- **EXERCISE DIRECTIONS**:
Update the records below by replacing "drill" with "exercise" wherever it occurs, leaving everything else unchanged.

- **RECORDS FOR THIS TASK**:

============

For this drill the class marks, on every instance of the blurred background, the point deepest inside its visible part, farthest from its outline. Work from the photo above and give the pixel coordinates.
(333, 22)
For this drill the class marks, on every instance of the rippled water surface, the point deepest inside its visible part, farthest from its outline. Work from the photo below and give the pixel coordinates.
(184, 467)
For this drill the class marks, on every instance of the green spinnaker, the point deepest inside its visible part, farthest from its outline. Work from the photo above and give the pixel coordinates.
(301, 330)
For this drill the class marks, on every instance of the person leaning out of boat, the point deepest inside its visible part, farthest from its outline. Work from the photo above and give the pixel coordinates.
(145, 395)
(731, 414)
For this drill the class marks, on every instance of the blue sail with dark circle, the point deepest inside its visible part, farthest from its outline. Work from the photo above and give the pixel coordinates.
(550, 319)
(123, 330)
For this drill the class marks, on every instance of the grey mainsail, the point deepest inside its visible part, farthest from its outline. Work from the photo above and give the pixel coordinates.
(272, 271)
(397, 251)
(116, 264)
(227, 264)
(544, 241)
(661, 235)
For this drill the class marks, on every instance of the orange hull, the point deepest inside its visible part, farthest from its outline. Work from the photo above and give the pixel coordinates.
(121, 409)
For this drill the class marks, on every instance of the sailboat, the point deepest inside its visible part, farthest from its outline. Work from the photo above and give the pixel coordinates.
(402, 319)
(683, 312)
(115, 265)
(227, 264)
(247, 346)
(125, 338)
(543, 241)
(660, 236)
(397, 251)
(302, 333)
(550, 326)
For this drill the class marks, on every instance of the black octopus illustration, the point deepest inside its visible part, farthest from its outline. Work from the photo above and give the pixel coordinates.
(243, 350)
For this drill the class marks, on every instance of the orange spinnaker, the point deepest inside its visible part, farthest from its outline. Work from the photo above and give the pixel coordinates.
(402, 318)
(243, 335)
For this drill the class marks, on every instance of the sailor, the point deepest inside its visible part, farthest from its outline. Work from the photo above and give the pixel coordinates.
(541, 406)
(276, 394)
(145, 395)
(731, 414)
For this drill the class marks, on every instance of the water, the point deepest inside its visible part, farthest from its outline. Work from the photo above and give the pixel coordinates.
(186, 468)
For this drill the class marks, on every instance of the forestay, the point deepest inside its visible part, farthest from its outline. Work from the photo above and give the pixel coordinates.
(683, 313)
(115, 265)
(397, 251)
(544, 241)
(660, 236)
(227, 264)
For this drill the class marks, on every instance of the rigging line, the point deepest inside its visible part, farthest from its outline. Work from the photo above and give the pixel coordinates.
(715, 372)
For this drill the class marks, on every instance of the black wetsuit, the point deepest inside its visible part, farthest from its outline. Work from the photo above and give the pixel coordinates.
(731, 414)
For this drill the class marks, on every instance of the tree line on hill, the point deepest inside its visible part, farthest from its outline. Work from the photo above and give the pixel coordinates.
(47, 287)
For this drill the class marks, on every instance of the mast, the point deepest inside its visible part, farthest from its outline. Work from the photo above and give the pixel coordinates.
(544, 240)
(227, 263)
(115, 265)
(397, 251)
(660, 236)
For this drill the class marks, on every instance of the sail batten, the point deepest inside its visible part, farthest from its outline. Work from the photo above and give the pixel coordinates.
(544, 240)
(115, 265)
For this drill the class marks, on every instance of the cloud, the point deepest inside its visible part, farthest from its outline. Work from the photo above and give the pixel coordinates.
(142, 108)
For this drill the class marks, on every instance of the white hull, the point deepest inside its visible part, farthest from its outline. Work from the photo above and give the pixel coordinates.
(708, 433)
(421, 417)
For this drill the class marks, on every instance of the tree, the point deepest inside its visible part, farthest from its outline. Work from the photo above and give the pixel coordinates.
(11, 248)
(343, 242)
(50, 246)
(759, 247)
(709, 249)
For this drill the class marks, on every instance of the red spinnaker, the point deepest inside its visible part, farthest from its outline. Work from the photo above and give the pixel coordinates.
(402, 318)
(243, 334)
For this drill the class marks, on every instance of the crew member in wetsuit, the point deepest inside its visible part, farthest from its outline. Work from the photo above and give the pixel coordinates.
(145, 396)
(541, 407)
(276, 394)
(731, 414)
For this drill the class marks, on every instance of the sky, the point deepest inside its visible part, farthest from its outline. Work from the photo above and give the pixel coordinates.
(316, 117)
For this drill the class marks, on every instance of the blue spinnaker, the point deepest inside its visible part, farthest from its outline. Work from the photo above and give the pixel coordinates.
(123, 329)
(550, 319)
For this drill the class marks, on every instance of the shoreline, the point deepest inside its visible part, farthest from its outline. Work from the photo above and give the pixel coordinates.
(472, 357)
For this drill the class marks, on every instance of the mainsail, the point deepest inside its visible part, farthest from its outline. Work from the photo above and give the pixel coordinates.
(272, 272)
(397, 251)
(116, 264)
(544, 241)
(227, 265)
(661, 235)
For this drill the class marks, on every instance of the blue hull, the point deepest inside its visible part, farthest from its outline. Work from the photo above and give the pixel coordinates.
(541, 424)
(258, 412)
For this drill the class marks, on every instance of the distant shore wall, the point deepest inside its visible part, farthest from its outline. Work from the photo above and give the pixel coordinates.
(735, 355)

============

- **WRITTEN RESPONSE**:
For this exercise the class marks, on every instance of the blurred background, the point deepest inside its visible part, farthest from its outline. Work from the photo above and give the pixel coordinates.
(333, 22)
For this exercise the class marks, on every instance of the rippled water surface, the point deepest inside its visible part, farthest from its outline. Work from the photo below and give the pixel coordinates.
(184, 467)
For this exercise the class marks, on every instance of the green spinnaker, the point deepest inside its visible part, farthest from its outline. Work from the photo above and give the pixel coordinates.
(301, 330)
For this exercise the class marks, on every instance of the person leaning out of boat, the point deepest inside its visible part, farthest from its outline. Work from the photo above and give the pixel coordinates.
(145, 395)
(731, 414)
For this exercise the class marks, on every instance of the blue sail with dark circle, the point deepest inside its visible part, farthest from its outline. Work from the photo above and give the pixel coordinates.
(550, 319)
(123, 330)
For this exercise the class marks, on every instance of the grey mainsail, the point deepest inside its visible part, farthest from its outline. Work from the photo above and give the pixel coordinates.
(272, 271)
(397, 251)
(116, 264)
(227, 264)
(544, 241)
(661, 235)
For this exercise the class marks, on every instance of the orange hull, the point deepest inside its visible part, farthest from its outline. Work from the photo above and give the pixel coordinates.
(121, 409)
For this exercise the class marks, on every instance of the sailboat, the point deepest inside its visible part, farthest from its outline. Work from the photo above and give the pixel coordinates.
(402, 319)
(683, 312)
(115, 265)
(227, 264)
(247, 346)
(125, 338)
(543, 241)
(660, 236)
(397, 251)
(302, 333)
(550, 326)
For this exercise the class marks, on every instance of the black octopus illustration, the point deepest inside its visible part, farthest from its outline. Work from the photo above and give the pixel coordinates.
(243, 350)
For this exercise the class marks, on every instance of the orange spinnaker, the point deepest inside its visible part, farthest from its outline. Work from the photo above and give the pixel coordinates.
(402, 318)
(243, 335)
For this exercise the class marks, on every instance of the sailor, the point deepest inside its visible part, farthest from its outline. Work from the photo above and give the pixel coordinates.
(541, 406)
(276, 394)
(145, 395)
(731, 414)
For this exercise the class marks, on every instance of the water, the point deepest inside its visible part, farthest from its outline. Work from the photo above and give the pixel coordinates.
(186, 468)
For this exercise the class marks, on every instance of the forestay, the point deepest inside its visible part, farthest from its outline. Work from the photo above and give the pixel coordinates.
(683, 313)
(115, 265)
(397, 251)
(544, 241)
(660, 236)
(227, 264)
For this exercise the class marks, on every instance of the rigging line, the point deepest inside its visible part, farthest from its outline. Work from the photo above and give the pixel coordinates.
(715, 372)
For this exercise the class marks, on every instance of the black wetsuit, the point deepest inside its visible part, farthest from its outline. Work from the photo above and give the pixel coordinates.
(731, 414)
For this exercise the class marks, on every instance of the tree line on hill, the point deepest inside its visible part, farthest from its outline. Work from the photo above and give the pixel coordinates.
(47, 287)
For this exercise the class marks, on every instance of the mast, the point deepest inside its visible part, farthest from its outline. Work from the photo above and give the pixel coordinates.
(544, 240)
(227, 263)
(115, 265)
(397, 251)
(660, 236)
For this exercise the class marks, on every instance of the sail batten, the point deepest inside its visible part, farthest from its outline. Work from the photo above and give the pixel coordinates.
(544, 240)
(115, 265)
For this exercise the class marks, on every instance of the cloud, the point deepest inside its visible part, farthest from its outline. Work from the photo above and give the pixel coordinates.
(142, 108)
For this exercise the class marks, on every instance of the white hull, the point deepest inside its visible part, farthest from its outline. Work from the photo above and give the pixel coordinates.
(708, 433)
(421, 417)
For this exercise the class marks, on every instance of the tree, the point deepest inside its visible part, farthest from its outline. Work from the photo above and give the pixel coordinates.
(11, 248)
(343, 242)
(50, 246)
(759, 247)
(709, 249)
For this exercise the class marks, on every instance of the red spinnaker, the point deepest inside its visible part, farthest from its outline. Work from the photo above and give the pixel coordinates.
(402, 318)
(243, 334)
For this exercise the class marks, on every instance of the crew member in wetsuit, the point deepest inside its visible part, farthest from its outline. Work from the photo above and give the pixel coordinates.
(145, 396)
(541, 407)
(276, 394)
(731, 414)
For this exercise the class marks, on every instance of the sky, the point deepest inside its visible part, farthest from its outline. Work from the photo above and give the pixel coordinates.
(316, 117)
For this exercise the class marks, on every instance of the blue spinnaker, the point deepest inside its visible part, farthest from its outline. Work from the photo above and give the pixel coordinates.
(123, 329)
(550, 319)
For this exercise the class marks, on every instance of the shoreline, the point deepest inside its visible part, farthest from its outline. Work from the photo above and give the pixel coordinates.
(472, 357)
For this exercise the class marks, on every instance of the mainsail, the point deepest inside its visible part, farthest from its outline. Work from the photo above and give the pixel coordinates.
(272, 272)
(397, 251)
(116, 264)
(544, 241)
(227, 265)
(661, 235)
For this exercise the class marks, on every instance of the blue hull, the point deepest inside its visible part, farthest from its outline. Work from the photo above and give the pixel coordinates.
(541, 424)
(258, 412)
For this exercise the class marks, on every instance of the distant shore wall, the point deepest inside its visible part, farthest from its outline. Work from the photo above and give the pixel coordinates.
(735, 355)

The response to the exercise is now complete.